■ **Exercise**:
Print each line of the listing once more, precisely as given.

■ **Input**:
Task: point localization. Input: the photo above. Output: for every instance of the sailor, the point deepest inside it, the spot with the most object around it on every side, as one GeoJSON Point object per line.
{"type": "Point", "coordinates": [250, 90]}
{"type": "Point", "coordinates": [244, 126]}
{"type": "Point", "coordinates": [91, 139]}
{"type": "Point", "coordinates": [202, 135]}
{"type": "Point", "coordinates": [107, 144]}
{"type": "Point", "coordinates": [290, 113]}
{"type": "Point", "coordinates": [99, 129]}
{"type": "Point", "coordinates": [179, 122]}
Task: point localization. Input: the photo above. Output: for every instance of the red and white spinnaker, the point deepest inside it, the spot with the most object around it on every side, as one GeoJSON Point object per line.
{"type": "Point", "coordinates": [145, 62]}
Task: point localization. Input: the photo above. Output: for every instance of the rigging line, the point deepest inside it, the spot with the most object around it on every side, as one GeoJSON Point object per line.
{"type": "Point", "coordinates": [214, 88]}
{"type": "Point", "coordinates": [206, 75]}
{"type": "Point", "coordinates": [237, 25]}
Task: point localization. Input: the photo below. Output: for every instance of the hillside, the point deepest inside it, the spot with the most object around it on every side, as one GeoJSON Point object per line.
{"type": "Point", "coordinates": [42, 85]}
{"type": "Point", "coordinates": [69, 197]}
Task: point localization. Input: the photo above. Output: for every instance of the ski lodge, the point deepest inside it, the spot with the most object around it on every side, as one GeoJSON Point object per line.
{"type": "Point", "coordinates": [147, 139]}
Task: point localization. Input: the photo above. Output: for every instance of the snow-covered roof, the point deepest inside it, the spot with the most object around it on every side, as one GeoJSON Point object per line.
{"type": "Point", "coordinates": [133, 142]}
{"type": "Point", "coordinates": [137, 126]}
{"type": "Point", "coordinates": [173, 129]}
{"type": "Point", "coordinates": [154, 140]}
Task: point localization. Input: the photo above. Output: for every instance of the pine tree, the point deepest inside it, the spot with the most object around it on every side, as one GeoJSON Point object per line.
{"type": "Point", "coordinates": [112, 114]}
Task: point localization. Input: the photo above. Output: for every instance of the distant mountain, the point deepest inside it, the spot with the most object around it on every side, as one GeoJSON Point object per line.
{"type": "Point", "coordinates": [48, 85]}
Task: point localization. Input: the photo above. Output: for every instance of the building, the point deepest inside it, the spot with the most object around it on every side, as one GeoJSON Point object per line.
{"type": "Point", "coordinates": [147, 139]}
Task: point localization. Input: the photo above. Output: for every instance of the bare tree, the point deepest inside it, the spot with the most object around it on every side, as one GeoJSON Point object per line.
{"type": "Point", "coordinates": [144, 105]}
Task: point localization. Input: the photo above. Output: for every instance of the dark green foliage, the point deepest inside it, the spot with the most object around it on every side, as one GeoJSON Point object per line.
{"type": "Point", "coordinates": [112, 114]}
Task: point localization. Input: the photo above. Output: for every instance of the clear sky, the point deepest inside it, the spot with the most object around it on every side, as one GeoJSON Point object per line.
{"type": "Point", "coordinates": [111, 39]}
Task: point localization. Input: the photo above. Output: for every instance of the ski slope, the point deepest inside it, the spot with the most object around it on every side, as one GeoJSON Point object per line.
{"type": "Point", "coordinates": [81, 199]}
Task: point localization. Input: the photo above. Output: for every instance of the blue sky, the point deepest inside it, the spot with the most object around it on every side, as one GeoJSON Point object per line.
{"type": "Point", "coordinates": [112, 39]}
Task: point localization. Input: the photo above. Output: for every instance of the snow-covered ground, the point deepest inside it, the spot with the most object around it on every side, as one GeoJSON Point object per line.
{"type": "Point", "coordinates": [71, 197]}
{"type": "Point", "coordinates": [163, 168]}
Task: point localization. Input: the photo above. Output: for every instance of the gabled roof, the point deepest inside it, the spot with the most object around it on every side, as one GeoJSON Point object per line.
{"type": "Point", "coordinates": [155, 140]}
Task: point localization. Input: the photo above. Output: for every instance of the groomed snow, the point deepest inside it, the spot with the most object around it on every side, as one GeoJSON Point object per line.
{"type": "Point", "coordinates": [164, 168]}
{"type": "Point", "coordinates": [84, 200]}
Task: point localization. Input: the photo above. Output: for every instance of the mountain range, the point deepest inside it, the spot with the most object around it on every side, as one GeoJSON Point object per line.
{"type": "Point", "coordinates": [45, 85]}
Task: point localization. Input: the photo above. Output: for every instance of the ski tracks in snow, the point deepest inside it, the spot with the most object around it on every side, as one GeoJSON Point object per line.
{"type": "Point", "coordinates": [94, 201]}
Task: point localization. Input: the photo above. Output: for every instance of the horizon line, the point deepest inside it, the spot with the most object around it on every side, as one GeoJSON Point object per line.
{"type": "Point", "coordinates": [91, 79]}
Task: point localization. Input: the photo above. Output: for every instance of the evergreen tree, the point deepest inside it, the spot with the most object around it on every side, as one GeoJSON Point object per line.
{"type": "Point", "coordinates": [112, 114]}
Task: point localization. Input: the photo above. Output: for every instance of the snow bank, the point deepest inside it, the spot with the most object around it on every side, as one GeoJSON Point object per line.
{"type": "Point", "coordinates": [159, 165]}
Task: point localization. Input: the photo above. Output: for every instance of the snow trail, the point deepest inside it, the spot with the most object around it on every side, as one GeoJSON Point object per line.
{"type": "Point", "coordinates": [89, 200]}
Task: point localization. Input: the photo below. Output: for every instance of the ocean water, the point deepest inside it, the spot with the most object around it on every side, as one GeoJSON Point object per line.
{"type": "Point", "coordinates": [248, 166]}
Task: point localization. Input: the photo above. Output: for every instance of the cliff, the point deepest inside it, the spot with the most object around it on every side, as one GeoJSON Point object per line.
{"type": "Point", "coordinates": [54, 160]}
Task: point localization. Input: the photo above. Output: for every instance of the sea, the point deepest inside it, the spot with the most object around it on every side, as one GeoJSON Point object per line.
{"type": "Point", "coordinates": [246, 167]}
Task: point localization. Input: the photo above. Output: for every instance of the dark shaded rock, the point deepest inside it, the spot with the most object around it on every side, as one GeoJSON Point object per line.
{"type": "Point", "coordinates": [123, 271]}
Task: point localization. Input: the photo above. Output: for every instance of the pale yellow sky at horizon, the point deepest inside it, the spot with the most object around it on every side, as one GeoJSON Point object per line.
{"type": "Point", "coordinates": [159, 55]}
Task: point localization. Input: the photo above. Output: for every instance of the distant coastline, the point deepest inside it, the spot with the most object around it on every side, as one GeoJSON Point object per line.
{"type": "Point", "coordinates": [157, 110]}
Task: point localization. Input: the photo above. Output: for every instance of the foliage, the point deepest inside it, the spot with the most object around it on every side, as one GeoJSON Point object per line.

■ **Exercise response**:
Task: point localization. Input: the photo above. Output: for every instance of the sailor, the point deepest inside it, the spot with the most object around it on every side, as one GeoJSON Point object per line.
{"type": "Point", "coordinates": [250, 90]}
{"type": "Point", "coordinates": [244, 126]}
{"type": "Point", "coordinates": [91, 139]}
{"type": "Point", "coordinates": [202, 135]}
{"type": "Point", "coordinates": [107, 144]}
{"type": "Point", "coordinates": [290, 113]}
{"type": "Point", "coordinates": [99, 129]}
{"type": "Point", "coordinates": [179, 122]}
Task: point localization. Input: the photo above. Output: for every instance of the red and white spinnaker, the point deepest inside it, the spot with the most object around it on every side, as one GeoJSON Point object per line.
{"type": "Point", "coordinates": [145, 62]}
Task: point localization. Input: the photo above. Output: for every instance of the rigging line, the point deepest inside it, the spot with the most object around it on every side, as one GeoJSON Point object per line.
{"type": "Point", "coordinates": [214, 88]}
{"type": "Point", "coordinates": [206, 75]}
{"type": "Point", "coordinates": [237, 25]}
Task: point localization. Input: the photo below. Output: for every instance of the hillside, the point deepest inside it, the spot with the most object around it on every side, as one GeoJSON Point object per line.
{"type": "Point", "coordinates": [42, 85]}
{"type": "Point", "coordinates": [69, 197]}
Task: point localization. Input: the photo above. Output: for every instance of the ski lodge, the point deepest inside it, the spot with the most object around it on every side, as one GeoJSON Point object per line.
{"type": "Point", "coordinates": [147, 139]}
Task: point localization. Input: the photo above. Output: for every instance of the snow-covered roof, the point deepest inside it, the spot with the most object around it on every side, as one GeoJSON Point object per line.
{"type": "Point", "coordinates": [133, 142]}
{"type": "Point", "coordinates": [137, 126]}
{"type": "Point", "coordinates": [173, 129]}
{"type": "Point", "coordinates": [154, 140]}
Task: point localization. Input: the photo above. Output: for every instance of the pine tree, the point deepest inside it, the spot with the most object around it on every side, as one GeoJSON Point object per line.
{"type": "Point", "coordinates": [112, 114]}
Task: point localization. Input: the photo above. Output: for every instance of the distant mountain, the point deepest inside it, the spot with the most object around it on every side, as one GeoJSON Point object per line.
{"type": "Point", "coordinates": [48, 85]}
Task: point localization. Input: the photo above. Output: for every instance of the building, the point deepest inside it, the spot with the most object around it on every side, as one GeoJSON Point object per line.
{"type": "Point", "coordinates": [147, 139]}
Task: point localization. Input: the photo above. Output: for every instance of the bare tree, the point deepest inside it, the spot with the most object around it on every side, as one GeoJSON Point object per line.
{"type": "Point", "coordinates": [144, 105]}
Task: point localization. Input: the photo above. Output: for every instance of the dark green foliage, the point deepest inside it, the spot with the most object around it on every side, as one GeoJSON Point object per line.
{"type": "Point", "coordinates": [112, 114]}
Task: point localization. Input: the photo above. Output: for every instance of the clear sky, the point deepest inside it, the spot with the most object around it on every side, as one GeoJSON Point object per line.
{"type": "Point", "coordinates": [111, 39]}
Task: point localization. Input: the photo above. Output: for every instance of the ski slope, the point deepest inside it, the spot with the most object around it on every side, as one GeoJSON Point object per line.
{"type": "Point", "coordinates": [81, 199]}
Task: point localization. Input: the photo above. Output: for every instance of the blue sky, the point deepest inside it, the spot with the most object around it on every side, as one GeoJSON Point object per line.
{"type": "Point", "coordinates": [112, 39]}
Task: point localization. Input: the photo above. Output: for every instance of the snow-covered ground, the point deepest inside it, the spot with the most object around it on every side, as one GeoJSON Point object per line.
{"type": "Point", "coordinates": [71, 197]}
{"type": "Point", "coordinates": [163, 168]}
Task: point localization. Input: the photo above. Output: for every instance of the gabled roof, the point deepest inside it, the spot with the most object around it on every side, as one GeoJSON Point object per line.
{"type": "Point", "coordinates": [155, 140]}
Task: point localization. Input: the photo above. Output: for every instance of the groomed snow, the point deepest inside it, the spot with the most object around it on every side, as one GeoJSON Point object per line.
{"type": "Point", "coordinates": [164, 168]}
{"type": "Point", "coordinates": [84, 200]}
Task: point localization. Input: the photo above. Output: for every instance of the mountain range, the point deepest inside it, the spot with the most object around it on every side, as one GeoJSON Point object per line.
{"type": "Point", "coordinates": [45, 85]}
Task: point localization. Input: the photo above. Output: for every instance of the ski tracks in snow, the point deepest inside it, the spot with the most object around it on every side, as one GeoJSON Point object per line.
{"type": "Point", "coordinates": [94, 201]}
Task: point localization. Input: the photo above. Output: for every instance of the horizon line, the point deepest inside it, the spot with the most object around it on every side, as one GeoJSON Point object per line.
{"type": "Point", "coordinates": [91, 79]}
Task: point localization. Input: the photo above. Output: for every instance of the evergreen tree, the point deepest inside it, the spot with the most object around it on every side, as one GeoJSON Point object per line.
{"type": "Point", "coordinates": [112, 114]}
Task: point localization. Input: the photo above. Output: for every instance of the snow bank, the point deepest inside it, the spot with the most object around it on every side, as one GeoJSON Point object per line.
{"type": "Point", "coordinates": [159, 165]}
Task: point localization. Input: the photo above. Output: for every instance of the snow trail, the point deepest inside it, the spot with the most object around it on every side, as one GeoJSON Point object per line.
{"type": "Point", "coordinates": [89, 200]}
Task: point localization. Input: the photo below. Output: for every instance of the ocean water, the point deepest inside it, the spot with the most object around it on every side, as one GeoJSON Point object per line.
{"type": "Point", "coordinates": [248, 166]}
Task: point localization. Input: the photo above. Output: for every instance of the cliff, the point deepest inside it, the spot with the most object around it on every side, as one GeoJSON Point object per line.
{"type": "Point", "coordinates": [54, 160]}
Task: point localization. Input: the photo above. Output: for every instance of the sea, the point deepest inside it, the spot with the most object around it on every side, as one GeoJSON Point object per line.
{"type": "Point", "coordinates": [246, 167]}
Task: point localization. Input: the photo above. Output: for every instance of the dark shaded rock, the point deepest inside it, the spot with the most object around it on every side, as one GeoJSON Point object per line.
{"type": "Point", "coordinates": [123, 271]}
Task: point localization. Input: the photo above. Output: for every instance of the pale yellow sky at horizon, the point deepest inside it, the spot with the most object around it on every side, as one GeoJSON Point object per line.
{"type": "Point", "coordinates": [159, 55]}
Task: point localization. Input: the photo above. Output: for every instance of the distant coastline, the point deepest inside it, the spot with the most object around it on every side, as one GeoJSON Point object per line.
{"type": "Point", "coordinates": [157, 110]}
Task: point localization. Input: the photo above. Output: for every instance of the foliage, the point deepest inside it, the spot with the most object around it on every side, as one GeoJSON Point object per line.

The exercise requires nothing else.